- TEXTE DU DOCUMENT:
+ + + + +

La noblesse du taureau
Dans diverses sources, nous voyons que la tradition accorde au taureau une connotation positive. Ainsi, il est dit dans la bénédiction de Yossef : « Le Taureau, son premier-né, qu’il est majestueux ! Ses cornes sont celles du réem… » (Dévarim 33, 17). Nos Sages disent également : « Celui qui voit un taureau en rêve aura l’espoir de la sagesse. » Cet animal est donc considéré comme un symbole de réussite et de sagesse.

+ + + + +

- DONNÉES AFFICHÉES:
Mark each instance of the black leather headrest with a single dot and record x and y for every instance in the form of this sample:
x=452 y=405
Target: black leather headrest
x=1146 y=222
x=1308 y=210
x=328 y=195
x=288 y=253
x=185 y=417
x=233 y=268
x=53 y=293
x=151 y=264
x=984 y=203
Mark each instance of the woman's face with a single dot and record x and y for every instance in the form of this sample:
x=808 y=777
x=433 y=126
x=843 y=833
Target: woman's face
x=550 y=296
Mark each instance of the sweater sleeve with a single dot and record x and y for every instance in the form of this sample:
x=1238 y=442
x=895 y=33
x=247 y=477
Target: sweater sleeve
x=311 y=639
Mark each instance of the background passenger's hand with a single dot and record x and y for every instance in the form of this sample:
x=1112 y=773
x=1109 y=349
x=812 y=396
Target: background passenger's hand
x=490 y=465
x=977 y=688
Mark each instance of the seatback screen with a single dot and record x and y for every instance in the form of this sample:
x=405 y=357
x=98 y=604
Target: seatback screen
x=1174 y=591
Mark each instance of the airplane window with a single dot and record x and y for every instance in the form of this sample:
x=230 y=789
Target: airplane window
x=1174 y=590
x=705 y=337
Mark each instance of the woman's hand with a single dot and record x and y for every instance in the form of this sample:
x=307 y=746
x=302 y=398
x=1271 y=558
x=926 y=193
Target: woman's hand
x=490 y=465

+ + + + +

- À FAIRE:
a – D'après le texte sur la noblesse du taureau, qu'aura celui qui voit un taureau en rêve ?
b – Recopiez le passage du texte sur la noblesse du taureau qui commence par « La noblesse du » et va jusqu'à « et de sagesse. », en substituant « parole » à « bénédiction ».
c – Prolongez, s'il vous plaît, le texte sur la noblesse du taureau au-delà de sa dernière phrase.

- RÉPONSES AUX TÂCHES:
a – Il aura l'espoir de la sagesse.

b –
La noblesse du taureau
Dans diverses sources, nous voyons que la tradition accorde au taureau une connotation positive. Ainsi, il est dit dans la parole de Yossef : « Le Taureau, son premier-né, qu’il est majestueux ! Ses cornes sont celles du réem… » (Dévarim 33, 17). Nos Sages disent également : « Celui qui voit un taureau en rêve aura l’espoir de la sagesse. » Cet animal est donc considéré comme un symbole de réussite et de sagesse.

c –
Selon le Ktav Sofer, le taureau peut de fait être considéré comme le roi des bêtes domestiques. Sa force tranquille et la constance de son travail sont un exemple de majesté pour toute l’espèce animale. Pourtant, cette vigueur ne suscite guère chez lui des penchants de rébellion. Un célèbre verset du prophète clame en effet à son sujet : « Le taureau connaît son maître… » (Yéchaya 1, 3). C’est-à-dire qu’en dépit de sa puissance, le taureau n’a pas, dans sa nature, la tendance à vouloir se libérer du joug de ses maîtres. Sa force ne contredit pas sa docilité, il reste fidèle à son devoir sans chercher à utiliser sa puissance à des fins d’émancipation. Car instinctivement, il sait que telle est sa raison d’être : se soumettre aux hommes, qui en échange pourvoient à tous ses besoins.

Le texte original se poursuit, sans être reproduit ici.